"""

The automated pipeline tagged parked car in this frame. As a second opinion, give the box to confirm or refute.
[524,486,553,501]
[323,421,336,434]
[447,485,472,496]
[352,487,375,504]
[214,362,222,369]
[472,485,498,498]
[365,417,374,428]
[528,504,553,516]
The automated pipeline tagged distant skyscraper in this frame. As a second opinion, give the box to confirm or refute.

"""

▶ **Your instructions**: Repeat the entries exactly as they appear.

▶ **Finished task**:
The automated pipeline tagged parked car in this frame. As a second opinion, give the box to confirm or refute.
[524,486,553,501]
[323,421,336,434]
[447,485,472,496]
[352,487,375,504]
[214,362,222,369]
[472,485,498,498]
[365,417,374,428]
[528,504,553,516]
The automated pipeline tagged distant skyscraper in this frame. As a second opinion, give the box to confirm or refute.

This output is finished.